## begin Listed entries

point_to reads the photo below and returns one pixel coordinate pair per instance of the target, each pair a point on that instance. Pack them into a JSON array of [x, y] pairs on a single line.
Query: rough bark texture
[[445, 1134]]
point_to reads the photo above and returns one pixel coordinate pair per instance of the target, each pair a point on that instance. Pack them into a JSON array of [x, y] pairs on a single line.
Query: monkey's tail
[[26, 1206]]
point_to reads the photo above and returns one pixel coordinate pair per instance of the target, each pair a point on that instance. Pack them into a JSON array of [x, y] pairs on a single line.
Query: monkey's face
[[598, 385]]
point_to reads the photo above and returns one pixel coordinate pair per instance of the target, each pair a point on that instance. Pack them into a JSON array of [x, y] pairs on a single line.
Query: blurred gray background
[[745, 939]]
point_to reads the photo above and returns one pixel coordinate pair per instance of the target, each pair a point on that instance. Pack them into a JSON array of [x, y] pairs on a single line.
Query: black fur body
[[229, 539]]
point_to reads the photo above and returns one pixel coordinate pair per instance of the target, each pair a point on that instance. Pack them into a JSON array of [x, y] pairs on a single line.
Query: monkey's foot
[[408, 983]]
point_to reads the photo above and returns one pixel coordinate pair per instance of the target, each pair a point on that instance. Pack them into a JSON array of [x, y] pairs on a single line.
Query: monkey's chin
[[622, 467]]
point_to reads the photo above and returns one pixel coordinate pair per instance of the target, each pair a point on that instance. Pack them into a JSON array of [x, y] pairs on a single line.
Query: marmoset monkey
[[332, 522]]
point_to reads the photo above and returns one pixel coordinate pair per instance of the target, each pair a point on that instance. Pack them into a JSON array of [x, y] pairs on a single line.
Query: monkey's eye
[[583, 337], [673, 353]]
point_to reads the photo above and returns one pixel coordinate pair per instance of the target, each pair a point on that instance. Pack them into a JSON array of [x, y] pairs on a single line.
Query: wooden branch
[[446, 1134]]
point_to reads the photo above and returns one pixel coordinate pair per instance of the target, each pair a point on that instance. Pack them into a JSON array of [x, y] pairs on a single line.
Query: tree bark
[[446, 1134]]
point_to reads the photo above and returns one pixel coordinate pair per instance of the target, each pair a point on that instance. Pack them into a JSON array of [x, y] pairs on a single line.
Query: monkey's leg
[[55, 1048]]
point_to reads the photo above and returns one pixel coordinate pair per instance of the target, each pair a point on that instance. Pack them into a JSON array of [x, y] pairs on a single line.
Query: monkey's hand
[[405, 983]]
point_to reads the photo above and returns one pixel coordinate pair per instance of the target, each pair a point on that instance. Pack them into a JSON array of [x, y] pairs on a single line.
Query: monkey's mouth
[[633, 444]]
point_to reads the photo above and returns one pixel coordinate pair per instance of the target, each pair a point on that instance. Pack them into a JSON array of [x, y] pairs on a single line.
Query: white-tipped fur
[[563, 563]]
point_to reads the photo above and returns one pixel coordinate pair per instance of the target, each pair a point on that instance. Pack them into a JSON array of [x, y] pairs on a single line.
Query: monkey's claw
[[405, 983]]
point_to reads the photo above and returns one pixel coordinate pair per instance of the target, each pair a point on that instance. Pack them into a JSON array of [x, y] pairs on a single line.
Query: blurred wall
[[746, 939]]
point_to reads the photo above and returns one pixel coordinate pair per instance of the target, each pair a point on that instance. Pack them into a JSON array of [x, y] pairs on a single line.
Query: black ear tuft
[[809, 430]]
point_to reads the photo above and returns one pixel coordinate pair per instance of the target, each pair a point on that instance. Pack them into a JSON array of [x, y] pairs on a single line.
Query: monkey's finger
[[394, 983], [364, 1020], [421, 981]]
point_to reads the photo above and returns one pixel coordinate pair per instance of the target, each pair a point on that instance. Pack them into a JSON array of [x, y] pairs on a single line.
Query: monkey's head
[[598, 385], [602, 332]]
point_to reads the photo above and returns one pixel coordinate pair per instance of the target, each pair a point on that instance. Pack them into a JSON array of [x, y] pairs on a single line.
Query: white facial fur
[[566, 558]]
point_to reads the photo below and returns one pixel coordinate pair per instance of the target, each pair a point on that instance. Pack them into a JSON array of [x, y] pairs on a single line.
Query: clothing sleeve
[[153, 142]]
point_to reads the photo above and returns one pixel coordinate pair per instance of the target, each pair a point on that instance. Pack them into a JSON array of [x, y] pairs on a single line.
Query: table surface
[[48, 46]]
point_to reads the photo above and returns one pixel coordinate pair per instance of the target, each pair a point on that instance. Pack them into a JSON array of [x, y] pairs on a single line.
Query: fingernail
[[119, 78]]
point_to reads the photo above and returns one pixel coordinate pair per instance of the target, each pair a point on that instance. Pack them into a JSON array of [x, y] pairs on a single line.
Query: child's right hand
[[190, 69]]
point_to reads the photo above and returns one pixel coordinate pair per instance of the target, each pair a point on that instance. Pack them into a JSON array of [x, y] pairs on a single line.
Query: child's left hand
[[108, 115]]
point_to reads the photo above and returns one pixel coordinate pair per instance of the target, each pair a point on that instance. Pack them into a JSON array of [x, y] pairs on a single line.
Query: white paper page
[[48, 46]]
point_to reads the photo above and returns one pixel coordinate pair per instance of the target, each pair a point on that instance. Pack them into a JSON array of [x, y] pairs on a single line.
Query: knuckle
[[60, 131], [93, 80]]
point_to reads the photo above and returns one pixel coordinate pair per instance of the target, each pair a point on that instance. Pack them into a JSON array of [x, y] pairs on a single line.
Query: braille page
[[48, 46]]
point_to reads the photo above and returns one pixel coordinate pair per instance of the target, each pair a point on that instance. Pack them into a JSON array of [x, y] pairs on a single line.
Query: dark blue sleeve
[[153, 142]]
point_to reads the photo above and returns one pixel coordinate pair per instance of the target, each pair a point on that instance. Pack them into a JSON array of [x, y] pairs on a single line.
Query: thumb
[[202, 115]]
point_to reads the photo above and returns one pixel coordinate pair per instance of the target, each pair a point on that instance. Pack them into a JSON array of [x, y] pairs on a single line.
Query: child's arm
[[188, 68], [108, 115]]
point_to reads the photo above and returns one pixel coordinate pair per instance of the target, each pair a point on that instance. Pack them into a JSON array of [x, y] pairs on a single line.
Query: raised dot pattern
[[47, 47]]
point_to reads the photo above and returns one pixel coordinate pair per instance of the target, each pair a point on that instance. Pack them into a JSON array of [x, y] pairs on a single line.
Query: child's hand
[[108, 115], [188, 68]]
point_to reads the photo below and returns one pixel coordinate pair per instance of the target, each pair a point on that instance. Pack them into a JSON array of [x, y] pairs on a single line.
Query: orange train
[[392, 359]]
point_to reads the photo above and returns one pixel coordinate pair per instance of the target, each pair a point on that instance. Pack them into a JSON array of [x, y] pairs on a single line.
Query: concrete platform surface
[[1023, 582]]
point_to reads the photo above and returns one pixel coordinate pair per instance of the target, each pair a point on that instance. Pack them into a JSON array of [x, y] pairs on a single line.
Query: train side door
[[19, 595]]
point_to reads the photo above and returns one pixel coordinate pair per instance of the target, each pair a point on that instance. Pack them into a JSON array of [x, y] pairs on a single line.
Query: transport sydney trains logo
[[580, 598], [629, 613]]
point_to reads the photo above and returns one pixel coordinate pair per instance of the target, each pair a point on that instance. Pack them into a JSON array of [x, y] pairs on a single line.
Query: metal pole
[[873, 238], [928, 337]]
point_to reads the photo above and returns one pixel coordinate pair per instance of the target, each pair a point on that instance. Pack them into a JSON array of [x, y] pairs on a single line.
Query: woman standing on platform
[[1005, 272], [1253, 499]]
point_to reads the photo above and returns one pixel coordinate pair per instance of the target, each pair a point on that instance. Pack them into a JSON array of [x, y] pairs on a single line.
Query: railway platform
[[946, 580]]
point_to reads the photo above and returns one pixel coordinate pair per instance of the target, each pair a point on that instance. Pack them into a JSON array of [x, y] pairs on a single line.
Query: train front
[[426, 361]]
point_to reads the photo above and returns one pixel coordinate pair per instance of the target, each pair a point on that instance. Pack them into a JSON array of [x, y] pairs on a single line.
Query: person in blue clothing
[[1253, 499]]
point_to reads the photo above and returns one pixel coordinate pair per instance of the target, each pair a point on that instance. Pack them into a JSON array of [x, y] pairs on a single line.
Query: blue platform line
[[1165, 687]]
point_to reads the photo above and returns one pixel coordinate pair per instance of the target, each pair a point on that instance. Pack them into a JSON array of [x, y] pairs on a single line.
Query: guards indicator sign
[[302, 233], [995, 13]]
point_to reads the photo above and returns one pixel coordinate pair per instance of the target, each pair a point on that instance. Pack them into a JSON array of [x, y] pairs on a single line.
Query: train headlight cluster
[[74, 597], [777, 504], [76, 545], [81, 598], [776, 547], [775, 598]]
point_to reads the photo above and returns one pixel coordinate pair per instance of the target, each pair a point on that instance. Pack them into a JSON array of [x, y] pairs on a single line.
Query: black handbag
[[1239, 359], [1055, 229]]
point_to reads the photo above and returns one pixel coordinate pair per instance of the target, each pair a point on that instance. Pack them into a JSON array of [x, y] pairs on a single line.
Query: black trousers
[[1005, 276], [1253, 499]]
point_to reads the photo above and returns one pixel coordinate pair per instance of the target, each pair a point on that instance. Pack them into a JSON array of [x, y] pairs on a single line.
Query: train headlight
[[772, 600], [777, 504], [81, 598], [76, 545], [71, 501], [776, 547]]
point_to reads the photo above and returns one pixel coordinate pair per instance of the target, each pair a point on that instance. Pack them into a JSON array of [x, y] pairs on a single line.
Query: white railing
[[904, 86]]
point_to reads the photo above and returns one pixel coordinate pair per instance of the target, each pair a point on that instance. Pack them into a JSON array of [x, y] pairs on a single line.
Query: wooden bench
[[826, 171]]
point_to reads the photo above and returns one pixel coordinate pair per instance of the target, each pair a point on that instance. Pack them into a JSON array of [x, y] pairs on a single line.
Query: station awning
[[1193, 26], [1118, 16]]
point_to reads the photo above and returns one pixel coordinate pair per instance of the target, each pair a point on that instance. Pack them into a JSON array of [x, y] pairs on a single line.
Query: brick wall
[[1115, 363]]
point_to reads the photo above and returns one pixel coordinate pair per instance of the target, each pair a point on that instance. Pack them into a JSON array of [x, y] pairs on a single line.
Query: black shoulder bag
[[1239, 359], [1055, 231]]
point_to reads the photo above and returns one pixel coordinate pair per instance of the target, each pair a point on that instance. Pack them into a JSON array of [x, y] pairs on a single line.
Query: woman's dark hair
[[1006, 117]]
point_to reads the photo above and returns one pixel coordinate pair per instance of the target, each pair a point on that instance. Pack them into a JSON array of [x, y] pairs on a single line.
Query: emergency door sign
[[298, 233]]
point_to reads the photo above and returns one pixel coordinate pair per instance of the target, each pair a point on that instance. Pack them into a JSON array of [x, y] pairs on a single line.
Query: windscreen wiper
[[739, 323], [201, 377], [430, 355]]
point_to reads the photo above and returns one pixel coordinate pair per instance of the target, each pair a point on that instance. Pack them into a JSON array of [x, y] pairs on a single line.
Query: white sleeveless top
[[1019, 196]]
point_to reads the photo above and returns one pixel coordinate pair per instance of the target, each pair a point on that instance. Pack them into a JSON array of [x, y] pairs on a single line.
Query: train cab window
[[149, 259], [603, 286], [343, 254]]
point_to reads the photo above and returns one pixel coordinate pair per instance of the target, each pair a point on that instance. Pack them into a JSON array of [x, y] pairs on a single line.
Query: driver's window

## end Listed entries

• [Instructions for the task]
Please update the rows from the start through the line containing "[[445, 1134]]", swapping "rough bark texture" for "tree bark" and keeping every other character unchanged.

• [Output]
point_to reads the photo below and returns one pixel coordinate pair per instance of the target, each pair a point on that instance. Pack them into a JSON array of [x, y] pairs on a single line.
Query: tree bark
[[445, 1134]]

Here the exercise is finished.